Facendo un lavoro di ricerca ci siamo imbattuti, per una singolare coincidenza, tenuto conto del momento, in un articolo pubblicato da ”Il Centro” nel numero del 31 marzo 1989, a firma di Roberto Di Salvio, dal titolo: “Scongiurata la soppressione di alcuni reparti del “Lastaria”. Titolo che non ha bisogno di essere commentato in questo frangente. Questo significa che già 23 anni fa il nostro nosocomio era sulla griglia del ridimensionamento, se non della soppressione, progetto che paradossalmente si muoveva con i successi che il nosocomio riscuoteva attraverso il lavoro qualificato dei suoi operatori. Significa che l’ospedale ha sempre avuto il suo cecchino, sempre pronto a colpirlo alle spalle, pronto a ridimensionarlo. Leggendo la cronaca del 1989 si ha la sensazione di rivivere gli attuali momenti di difficoltà e di tensione, con una sola variante: il lavoro di contrasto della politica era affidato a figure che allora contavano a livello regionale e, perciò, erano direttamente i depositari delle nostre istanze, senza passare attraverso i filtri che mai riescono a rompere i muri delle decisioni di vertice. Non a caso la corrispondenza citava Roberto Paoluccci, allora potente assessore all’urbanistica, il quale si fece capofila dell’azione di contrasto, anche attraverso il coinvolgimento dei colleghi del suo partito (il PSI) e dell’assessore alla sanità, pure socialista, Corradino Marzo. Per la cronaca il Sindaco dell’epoca era Peppino Melillo della DC, a capo di un agguerrito monocolore.

▶ [Attività da svolgere]:
1 > Elenca gli incarichi pubblici attribuiti alle figure politiche nominate nel testo sull'ospedale Lastaria.
2 > Scrivi il seguito del testo sull'ospedale Lastaria, partendo subito dopo l'ultima frase riportata.

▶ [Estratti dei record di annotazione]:

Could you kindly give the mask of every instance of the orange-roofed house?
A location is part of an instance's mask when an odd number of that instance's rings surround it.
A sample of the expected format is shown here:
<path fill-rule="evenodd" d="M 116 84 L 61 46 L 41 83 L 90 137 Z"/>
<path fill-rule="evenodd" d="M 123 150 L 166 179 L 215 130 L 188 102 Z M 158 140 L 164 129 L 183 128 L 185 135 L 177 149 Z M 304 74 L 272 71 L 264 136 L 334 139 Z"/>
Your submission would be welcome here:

==

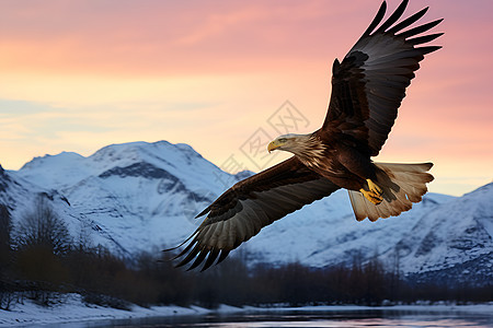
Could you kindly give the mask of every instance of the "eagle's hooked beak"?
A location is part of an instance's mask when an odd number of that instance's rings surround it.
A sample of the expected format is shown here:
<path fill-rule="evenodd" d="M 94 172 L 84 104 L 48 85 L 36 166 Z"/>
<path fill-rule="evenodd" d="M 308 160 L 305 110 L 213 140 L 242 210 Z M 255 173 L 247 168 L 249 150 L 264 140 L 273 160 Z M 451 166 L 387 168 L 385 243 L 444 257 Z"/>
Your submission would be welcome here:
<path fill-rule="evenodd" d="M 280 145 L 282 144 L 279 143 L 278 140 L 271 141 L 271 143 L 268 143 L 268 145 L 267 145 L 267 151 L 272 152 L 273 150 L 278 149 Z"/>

▶ [Risultati per attività]:
1 >
- assessore all'urbanistica
- assessore alla sanità
- Sindaco

2 >
Non se ne fece nulla. Anzi, si ebbe una rimodulazione dei vari reparti, con una dotazione di posti letto che all’epoca sembrò più confacente con la richiesta di ricovero. Roberto Di Salvio così significativamente concludeva: “Se non si cambia strategia fra qualche anno si rischia di perdere tutto. E allora a nulla varranno le assemblee, le proteste telegrammi, gli scioperi e gli incontri. Nessuno potrà evitare i colpi di scure.” Perché abbiamo ripreso la corrispondenza de “Il Centro”? Per riaffermare il ruolo della politica in situazioni del genere. Noi stiamo perdendo la battaglia dell’ospedale e del Tribunale perché abbiamo una classe politica che non incide in alto loco, per cui tutti i salassatori passano comodamente per Lucera. Quelli che un tempo ci rappresentavano ad alto livello sono stati mandati a casa immotivatamente, dopo aver rappresentato un baluardo per la difesa degli interessi della nostra città e del territorio subappenninico. Anche per il Tribunale potremmo raccontare la stessa storia. Pure per il presidio giudiziario ci sono state tante minacce, che negli anni sono state sventate autorevolmente da Vincenzo Russo (Ministro per le Regioni e segretario nazionale organizzativo della Dc), Costantino Dell’Osso (Sottosegretario all’Interno), senatore Mario Follieri (componente della Commissione Giustizia del Senato), senatore Severino Fallucchi e dal quel gigante dell’Ordine Forense che corrisponde al nome di Mario Prignano, che ospitò tanti dei grossi giuristi e avvocati nazionali.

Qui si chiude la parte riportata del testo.